Athletes Should Fear The Heat More Than The Heart Attack
When a runner's heart stops during a marathon, it gets a lot of press — even though it's actually a pretty rare event. A more common killer among runners, and a condition that needs more prevention efforts, is heatstroke, according to a study by Israeli researchers.
During a 2011 running race, physicians at a Tel Aviv hospital noticed there were far more heatstroke victims admitted than cardiac patients. They wondered if this was an anomaly, so they analyzed local races from March 2007 to November 2013, encompassing 137,580 runners.
Across those races, there were two serious cardiac events, neither of which was fatal or life threatening. But there were 21 serious heatstroke cases, including two fatalities and 12 that were life threatening.
There's a continuum of heat illnesses, ranging from milder heat cramps all the way to heatstroke, which is defined as a fever above 104 degrees and symptoms including dry, hot skin, rapid breathing and unconsciousness. When the body gets that hot, the kidneys, brain and other organs can fail.
One caveat: It gets hot in Tel Aviv. It's possible that not every race site will face the same heatstroke danger, though "it's reasonable to assume that heat stroke is just as common in other countries with similar climate," Dr. Sami Viskin, senior author of the study and a cardiologist at Tel Aviv Medical Center, told Shots via email. (And heatstroke can occur in mild climates too.)
It's important for racers to be prepared for heat. That means acclimatizing to warmer weather — though that can take up to two weeks, so it's not always practical. The authors say it may be better to schedule races during the summer, when participants are used to the heat, rather than the spring. People also should beware of racing if they've recently had a fever, since that can reduce the body's ability to ward off heatstroke, the authors say.

(DATA EXTRACT):
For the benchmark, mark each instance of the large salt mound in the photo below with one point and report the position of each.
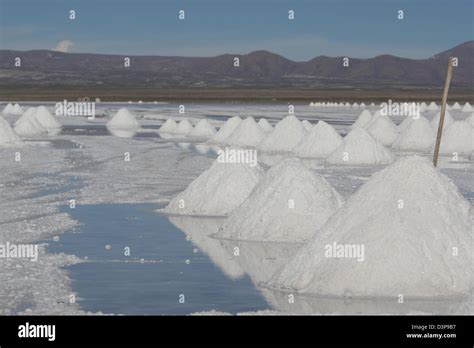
(183, 128)
(358, 147)
(417, 136)
(7, 136)
(286, 135)
(217, 191)
(448, 120)
(168, 127)
(422, 249)
(364, 118)
(28, 126)
(123, 119)
(319, 142)
(248, 133)
(202, 129)
(265, 125)
(47, 120)
(458, 137)
(289, 205)
(383, 130)
(226, 130)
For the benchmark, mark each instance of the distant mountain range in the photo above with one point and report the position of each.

(INSTRUCTIONS):
[1] Repeat the part of the heatstroke article from "Across those races, there" to "organs can fail.", word for word.
[2] Decide whether each statement agrees with the heatstroke article. Answer yes or no, and quote the words from the article that settle it.
(a) The researchers looked at local races held from March 2007 to November 2013.
(b) One of the serious cardiac events in those races was fatal.
(c) The authors suggest holding races in the spring rather than the summer.
[3] According to the heatstroke article, how long can it take to get used to warmer weather?

(PROBLEM SOLUTIONS):
[1]
Across those races, there were two serious cardiac events, neither of which was fatal or life threatening. But there were 21 serious heatstroke cases, including two fatalities and 12 that were life threatening.
There's a continuum of heat illnesses, ranging from milder heat cramps all the way to heatstroke, which is defined as a fever above 104 degrees and symptoms including dry, hot skin, rapid breathing and unconsciousness. When the body gets that hot, the kidneys, brain and other organs can fail.

[2]
(a) Yes: "they analyzed local races from March 2007 to November 2013"
(b) No: "there were two serious cardiac events, neither of which was fatal or life threatening"
(c) No: "it may be better to schedule races during the summer, when participants are used to the heat, rather than the spring"

[3] Up to two weeks.